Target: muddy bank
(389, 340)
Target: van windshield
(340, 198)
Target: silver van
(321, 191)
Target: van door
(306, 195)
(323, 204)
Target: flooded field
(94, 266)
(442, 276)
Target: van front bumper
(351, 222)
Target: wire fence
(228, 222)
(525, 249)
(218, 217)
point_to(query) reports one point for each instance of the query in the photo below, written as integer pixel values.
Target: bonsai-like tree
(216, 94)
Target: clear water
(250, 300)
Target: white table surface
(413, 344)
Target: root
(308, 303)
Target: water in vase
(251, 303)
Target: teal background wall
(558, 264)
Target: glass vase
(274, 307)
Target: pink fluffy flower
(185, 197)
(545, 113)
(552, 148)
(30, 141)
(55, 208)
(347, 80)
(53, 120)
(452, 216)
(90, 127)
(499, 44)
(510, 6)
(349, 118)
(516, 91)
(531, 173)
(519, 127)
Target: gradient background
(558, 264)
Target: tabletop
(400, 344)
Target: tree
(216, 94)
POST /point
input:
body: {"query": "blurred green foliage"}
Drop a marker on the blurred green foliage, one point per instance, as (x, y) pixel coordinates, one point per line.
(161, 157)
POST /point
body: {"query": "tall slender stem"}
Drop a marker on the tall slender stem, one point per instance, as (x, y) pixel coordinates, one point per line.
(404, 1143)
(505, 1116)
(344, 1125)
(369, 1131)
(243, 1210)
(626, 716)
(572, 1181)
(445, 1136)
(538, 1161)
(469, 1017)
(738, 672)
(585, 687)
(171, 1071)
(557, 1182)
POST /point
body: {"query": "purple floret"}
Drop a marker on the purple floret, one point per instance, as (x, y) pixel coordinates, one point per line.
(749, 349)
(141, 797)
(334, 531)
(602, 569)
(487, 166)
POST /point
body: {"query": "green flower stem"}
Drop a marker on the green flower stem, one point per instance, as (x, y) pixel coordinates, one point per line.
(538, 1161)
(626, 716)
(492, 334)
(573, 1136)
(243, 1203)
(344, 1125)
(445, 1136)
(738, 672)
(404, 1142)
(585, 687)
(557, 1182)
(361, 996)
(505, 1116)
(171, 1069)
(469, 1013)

☆ ☆ ☆ ☆ ☆ ☆ ☆

### EXERCISE BRIEF:
What is needed is the number of lines in the data that hold the word "body", and nothing more.

### RESPONSE TO THE EXERCISE:
4